Lines in the listing below that contain the string "instance" are to be found and copied.
===
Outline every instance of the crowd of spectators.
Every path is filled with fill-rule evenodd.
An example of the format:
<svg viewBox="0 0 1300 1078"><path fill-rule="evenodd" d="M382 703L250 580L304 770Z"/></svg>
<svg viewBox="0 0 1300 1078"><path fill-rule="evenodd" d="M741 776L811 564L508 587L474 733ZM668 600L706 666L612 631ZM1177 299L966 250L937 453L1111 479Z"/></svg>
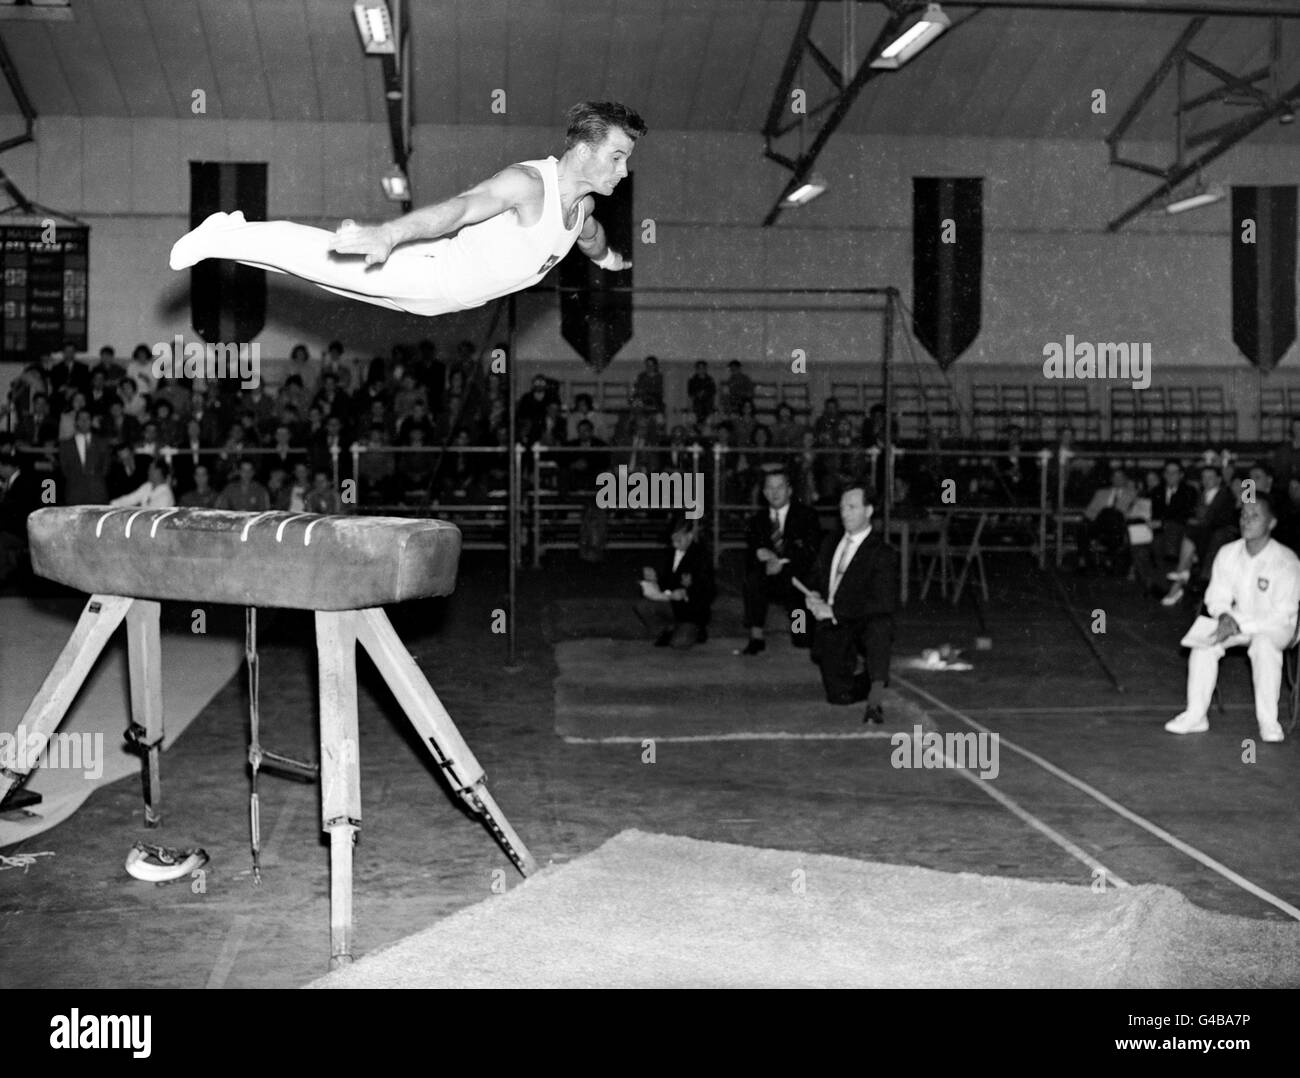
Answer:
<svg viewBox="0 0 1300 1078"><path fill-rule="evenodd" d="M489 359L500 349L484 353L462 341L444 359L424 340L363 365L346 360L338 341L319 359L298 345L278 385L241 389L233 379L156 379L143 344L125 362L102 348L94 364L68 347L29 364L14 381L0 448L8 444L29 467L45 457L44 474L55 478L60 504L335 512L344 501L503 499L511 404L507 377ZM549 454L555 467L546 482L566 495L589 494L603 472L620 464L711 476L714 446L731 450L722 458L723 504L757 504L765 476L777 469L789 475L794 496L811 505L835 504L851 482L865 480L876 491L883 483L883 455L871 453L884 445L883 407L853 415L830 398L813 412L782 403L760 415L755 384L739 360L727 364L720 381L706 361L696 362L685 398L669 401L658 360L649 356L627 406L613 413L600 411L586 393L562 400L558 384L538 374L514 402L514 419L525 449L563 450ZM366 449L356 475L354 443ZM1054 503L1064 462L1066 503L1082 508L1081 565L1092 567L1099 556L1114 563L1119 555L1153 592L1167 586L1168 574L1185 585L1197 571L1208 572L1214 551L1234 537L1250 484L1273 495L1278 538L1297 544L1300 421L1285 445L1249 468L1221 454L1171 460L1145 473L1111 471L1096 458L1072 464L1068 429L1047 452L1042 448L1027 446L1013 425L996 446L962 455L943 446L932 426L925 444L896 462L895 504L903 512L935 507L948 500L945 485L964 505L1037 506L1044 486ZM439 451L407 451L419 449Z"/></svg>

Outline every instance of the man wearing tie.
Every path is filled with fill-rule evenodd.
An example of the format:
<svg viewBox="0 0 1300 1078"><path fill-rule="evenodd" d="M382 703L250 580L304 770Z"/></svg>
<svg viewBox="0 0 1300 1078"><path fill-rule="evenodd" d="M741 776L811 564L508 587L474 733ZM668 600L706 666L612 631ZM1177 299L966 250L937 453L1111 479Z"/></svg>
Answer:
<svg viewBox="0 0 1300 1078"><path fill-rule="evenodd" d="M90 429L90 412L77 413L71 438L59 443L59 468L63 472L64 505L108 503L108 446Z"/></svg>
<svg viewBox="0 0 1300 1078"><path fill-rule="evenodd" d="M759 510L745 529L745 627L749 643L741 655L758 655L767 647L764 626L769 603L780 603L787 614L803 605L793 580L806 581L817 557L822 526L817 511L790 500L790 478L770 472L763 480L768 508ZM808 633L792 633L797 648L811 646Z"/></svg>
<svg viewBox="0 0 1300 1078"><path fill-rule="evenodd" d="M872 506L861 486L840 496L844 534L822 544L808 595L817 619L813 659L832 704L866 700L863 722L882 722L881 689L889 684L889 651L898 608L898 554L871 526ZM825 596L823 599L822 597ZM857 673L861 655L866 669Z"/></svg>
===
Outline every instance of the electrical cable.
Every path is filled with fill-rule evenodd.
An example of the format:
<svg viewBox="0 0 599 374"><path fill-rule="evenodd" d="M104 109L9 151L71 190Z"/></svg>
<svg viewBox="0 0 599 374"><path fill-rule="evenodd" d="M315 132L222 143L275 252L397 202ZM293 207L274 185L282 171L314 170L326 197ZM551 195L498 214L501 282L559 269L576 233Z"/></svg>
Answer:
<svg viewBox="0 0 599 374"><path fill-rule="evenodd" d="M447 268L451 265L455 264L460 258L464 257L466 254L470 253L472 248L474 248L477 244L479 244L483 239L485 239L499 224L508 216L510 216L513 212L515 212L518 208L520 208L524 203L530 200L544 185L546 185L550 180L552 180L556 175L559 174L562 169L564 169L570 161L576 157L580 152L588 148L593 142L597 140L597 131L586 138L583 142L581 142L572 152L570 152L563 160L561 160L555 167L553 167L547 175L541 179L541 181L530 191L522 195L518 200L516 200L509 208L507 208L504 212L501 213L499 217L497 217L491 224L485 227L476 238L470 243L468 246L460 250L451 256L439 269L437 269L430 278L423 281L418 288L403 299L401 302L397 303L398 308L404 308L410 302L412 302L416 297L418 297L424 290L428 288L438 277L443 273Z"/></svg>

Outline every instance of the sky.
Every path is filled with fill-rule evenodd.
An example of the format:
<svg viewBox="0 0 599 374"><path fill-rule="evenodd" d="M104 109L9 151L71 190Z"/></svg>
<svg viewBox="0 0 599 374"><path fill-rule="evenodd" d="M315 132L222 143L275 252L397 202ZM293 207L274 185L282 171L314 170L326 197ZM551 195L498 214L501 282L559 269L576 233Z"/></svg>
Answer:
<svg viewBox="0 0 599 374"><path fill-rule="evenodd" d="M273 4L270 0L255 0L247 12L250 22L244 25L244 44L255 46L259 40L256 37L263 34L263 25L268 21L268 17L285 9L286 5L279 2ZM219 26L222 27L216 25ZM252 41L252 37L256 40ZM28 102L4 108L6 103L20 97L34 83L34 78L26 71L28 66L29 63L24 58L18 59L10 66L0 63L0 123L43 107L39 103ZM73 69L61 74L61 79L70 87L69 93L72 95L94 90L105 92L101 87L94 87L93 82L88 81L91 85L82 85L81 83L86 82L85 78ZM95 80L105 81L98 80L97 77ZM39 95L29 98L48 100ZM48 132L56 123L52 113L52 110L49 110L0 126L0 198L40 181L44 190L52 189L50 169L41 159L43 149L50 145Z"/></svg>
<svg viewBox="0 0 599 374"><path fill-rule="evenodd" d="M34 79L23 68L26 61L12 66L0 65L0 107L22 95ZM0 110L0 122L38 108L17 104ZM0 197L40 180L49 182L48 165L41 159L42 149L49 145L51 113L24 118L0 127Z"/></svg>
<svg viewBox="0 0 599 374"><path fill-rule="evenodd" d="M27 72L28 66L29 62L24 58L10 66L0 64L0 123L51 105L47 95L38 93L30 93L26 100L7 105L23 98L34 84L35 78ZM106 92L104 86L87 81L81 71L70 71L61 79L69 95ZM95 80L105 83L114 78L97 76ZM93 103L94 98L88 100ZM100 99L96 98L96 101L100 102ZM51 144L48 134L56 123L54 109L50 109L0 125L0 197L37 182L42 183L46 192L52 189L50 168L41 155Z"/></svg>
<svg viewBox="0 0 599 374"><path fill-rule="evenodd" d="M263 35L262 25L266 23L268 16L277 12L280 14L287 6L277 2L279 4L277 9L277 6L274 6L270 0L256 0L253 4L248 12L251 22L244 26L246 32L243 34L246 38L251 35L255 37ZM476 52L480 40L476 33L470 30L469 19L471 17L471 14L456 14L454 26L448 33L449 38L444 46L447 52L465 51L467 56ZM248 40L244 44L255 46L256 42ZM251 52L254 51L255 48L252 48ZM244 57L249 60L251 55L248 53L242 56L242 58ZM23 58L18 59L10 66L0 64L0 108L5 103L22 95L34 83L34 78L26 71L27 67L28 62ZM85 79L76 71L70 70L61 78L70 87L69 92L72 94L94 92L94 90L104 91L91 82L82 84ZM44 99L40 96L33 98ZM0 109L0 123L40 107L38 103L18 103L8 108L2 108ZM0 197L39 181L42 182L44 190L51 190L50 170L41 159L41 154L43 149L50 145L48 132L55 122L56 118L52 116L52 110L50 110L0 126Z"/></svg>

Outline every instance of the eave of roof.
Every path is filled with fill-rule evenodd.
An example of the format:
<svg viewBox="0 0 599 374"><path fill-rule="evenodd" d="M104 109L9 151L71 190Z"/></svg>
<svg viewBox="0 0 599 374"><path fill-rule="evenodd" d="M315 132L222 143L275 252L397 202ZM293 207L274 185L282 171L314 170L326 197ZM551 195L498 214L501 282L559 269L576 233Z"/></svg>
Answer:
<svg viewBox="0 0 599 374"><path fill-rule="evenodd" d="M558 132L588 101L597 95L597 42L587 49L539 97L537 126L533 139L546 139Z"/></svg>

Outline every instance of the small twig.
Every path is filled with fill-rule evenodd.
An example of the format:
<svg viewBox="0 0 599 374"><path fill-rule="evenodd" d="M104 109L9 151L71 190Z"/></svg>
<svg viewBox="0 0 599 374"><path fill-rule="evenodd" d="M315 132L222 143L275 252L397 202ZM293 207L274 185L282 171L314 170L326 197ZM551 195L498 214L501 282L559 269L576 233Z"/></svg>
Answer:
===
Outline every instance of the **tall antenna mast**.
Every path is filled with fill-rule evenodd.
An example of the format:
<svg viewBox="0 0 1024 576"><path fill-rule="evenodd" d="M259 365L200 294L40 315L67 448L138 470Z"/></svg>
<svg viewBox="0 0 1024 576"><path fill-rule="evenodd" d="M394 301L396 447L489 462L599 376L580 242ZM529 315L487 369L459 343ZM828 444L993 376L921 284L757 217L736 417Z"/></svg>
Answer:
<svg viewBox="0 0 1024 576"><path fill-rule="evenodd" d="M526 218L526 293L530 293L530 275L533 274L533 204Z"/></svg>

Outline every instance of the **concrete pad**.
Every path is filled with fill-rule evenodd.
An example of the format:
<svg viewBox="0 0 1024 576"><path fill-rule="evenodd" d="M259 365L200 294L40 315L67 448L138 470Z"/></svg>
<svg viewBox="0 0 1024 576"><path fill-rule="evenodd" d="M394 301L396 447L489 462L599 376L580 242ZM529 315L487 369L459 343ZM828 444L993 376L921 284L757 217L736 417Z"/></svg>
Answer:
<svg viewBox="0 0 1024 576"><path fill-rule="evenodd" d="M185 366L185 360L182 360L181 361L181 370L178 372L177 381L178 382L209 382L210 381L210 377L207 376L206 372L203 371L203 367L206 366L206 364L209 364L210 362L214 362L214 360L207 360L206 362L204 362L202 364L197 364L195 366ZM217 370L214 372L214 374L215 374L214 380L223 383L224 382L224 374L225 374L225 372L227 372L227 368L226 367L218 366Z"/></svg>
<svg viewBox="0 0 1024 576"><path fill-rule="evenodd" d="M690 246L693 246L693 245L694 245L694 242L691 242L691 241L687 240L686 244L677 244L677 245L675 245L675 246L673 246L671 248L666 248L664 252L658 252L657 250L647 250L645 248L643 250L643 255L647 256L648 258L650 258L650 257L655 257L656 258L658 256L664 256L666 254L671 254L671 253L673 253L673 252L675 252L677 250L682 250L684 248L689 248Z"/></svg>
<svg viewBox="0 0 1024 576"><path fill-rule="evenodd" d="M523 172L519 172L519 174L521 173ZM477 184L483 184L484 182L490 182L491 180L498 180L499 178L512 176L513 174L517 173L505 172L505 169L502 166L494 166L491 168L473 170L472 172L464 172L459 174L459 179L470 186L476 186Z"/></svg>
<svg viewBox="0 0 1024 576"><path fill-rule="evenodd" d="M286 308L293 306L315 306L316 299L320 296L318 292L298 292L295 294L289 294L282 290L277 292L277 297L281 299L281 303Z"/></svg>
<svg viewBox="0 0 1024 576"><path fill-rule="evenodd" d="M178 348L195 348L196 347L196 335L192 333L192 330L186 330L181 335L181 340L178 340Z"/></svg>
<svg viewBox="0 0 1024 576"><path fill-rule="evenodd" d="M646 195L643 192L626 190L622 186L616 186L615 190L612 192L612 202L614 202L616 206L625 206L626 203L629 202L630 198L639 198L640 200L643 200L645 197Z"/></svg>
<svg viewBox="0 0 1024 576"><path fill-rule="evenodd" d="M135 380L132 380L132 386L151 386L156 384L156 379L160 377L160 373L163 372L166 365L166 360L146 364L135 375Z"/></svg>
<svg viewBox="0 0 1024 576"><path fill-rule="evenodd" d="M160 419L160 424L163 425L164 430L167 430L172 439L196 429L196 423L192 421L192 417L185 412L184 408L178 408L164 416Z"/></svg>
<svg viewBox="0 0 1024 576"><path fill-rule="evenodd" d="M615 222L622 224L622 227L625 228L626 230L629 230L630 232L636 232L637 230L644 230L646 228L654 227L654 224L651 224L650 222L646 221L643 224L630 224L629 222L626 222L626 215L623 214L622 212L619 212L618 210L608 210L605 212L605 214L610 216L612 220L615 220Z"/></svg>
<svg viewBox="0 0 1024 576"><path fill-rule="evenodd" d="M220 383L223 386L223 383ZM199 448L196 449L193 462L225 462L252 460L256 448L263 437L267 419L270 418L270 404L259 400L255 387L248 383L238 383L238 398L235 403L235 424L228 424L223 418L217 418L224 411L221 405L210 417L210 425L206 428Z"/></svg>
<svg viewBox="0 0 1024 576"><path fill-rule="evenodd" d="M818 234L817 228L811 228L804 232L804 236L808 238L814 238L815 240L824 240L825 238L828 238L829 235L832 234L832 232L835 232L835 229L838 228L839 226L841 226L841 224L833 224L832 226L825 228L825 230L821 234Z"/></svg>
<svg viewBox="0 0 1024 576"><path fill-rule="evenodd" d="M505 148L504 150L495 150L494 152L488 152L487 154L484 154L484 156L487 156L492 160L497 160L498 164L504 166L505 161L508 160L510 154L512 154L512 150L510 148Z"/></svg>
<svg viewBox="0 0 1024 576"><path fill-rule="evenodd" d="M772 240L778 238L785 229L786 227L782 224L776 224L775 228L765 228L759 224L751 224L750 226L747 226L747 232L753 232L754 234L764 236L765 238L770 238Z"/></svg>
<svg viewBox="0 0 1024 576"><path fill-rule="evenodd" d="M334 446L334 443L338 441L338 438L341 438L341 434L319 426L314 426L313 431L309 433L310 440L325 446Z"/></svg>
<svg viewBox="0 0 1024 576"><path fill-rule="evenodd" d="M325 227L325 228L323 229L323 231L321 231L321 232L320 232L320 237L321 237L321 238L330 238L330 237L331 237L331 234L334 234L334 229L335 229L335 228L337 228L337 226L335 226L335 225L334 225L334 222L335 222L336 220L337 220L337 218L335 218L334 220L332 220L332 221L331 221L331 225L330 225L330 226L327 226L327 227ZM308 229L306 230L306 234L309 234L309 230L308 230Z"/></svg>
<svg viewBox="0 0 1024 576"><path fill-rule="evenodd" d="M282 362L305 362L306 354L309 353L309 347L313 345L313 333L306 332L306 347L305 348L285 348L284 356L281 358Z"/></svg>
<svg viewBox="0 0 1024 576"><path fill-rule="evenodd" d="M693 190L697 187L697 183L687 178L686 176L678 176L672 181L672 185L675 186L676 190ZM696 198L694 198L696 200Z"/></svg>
===
* _SOLUTION FOR THIS PROBLEM_
Outline every instance of the crowd of spectators.
Outline every instance of the man wearing tie.
Outline every instance of the electrical cable.
Outline every instance of the sky.
Outline every instance of the eave of roof.
Outline every instance of the small twig.
Outline every instance of the **tall antenna mast**.
Outline every instance of the **concrete pad**.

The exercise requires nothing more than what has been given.